Turn every line of the items below into a numbered list, and skip any blank lines.

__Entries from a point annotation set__

━━━━━━━━━━━━━━━━━━━━

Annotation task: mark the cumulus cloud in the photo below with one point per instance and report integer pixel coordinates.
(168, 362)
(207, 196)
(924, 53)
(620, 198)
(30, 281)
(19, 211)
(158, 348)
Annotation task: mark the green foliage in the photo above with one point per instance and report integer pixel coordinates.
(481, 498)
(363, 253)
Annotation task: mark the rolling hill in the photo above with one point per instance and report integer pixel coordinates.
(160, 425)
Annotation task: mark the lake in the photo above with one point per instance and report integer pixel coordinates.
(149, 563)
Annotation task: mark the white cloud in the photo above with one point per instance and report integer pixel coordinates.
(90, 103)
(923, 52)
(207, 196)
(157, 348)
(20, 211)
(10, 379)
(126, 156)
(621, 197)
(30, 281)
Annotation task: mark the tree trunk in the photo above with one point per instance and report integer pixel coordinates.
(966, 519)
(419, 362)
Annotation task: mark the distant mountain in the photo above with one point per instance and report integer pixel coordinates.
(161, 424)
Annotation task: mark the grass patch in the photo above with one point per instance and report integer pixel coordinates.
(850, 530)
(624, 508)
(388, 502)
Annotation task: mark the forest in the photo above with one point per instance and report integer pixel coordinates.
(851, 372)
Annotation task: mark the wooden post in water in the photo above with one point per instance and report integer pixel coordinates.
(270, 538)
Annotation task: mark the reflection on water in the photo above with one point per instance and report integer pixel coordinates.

━━━━━━━━━━━━━━━━━━━━

__FINAL RESULT__
1. Annotation task: mark the cumulus cloud in the photo below with one point per instance and report integer pixel coordinates.
2. (168, 362)
3. (207, 196)
4. (924, 53)
5. (620, 198)
6. (30, 281)
7. (19, 211)
8. (158, 348)
9. Annotation task: mark the green foliage in the photo above with one point per instance and report integer pixel coordinates.
10. (481, 498)
11. (363, 253)
12. Annotation task: mark the rolling hill in the photo above with one point per instance and report integer pixel coordinates.
13. (160, 425)
14. Annotation task: mark the lake in the photo above with one point per instance and report integer pixel coordinates.
15. (149, 563)
16. Annotation task: mark the white cloud in the photo above with one point per instance and report integer pixel coordinates.
17. (90, 103)
18. (923, 52)
19. (207, 196)
20. (157, 348)
21. (20, 211)
22. (10, 379)
23. (126, 156)
24. (621, 197)
25. (30, 281)
26. Annotation task: mark the tree trunk in the photo above with one point per instance and report integer pixel coordinates.
27. (966, 519)
28. (419, 362)
29. Annotation task: mark the distant mountain in the photo above with one point per instance and report integer pixel coordinates.
30. (161, 424)
31. Annotation task: mark the grass patch in the photo above with one point per instance and report integer pixel coordinates.
32. (850, 530)
33. (624, 508)
34. (388, 502)
35. Annotation task: mark the forest in the photo above with one point per instance and report integer pixel coordinates.
36. (851, 372)
37. Annotation task: mark the wooden post in water in the photo above with one point per instance and report integer pixel coordinates.
38. (270, 538)
39. Annotation task: mark the reflection on water in the photo above with one point per instance and report integer pixel coordinates.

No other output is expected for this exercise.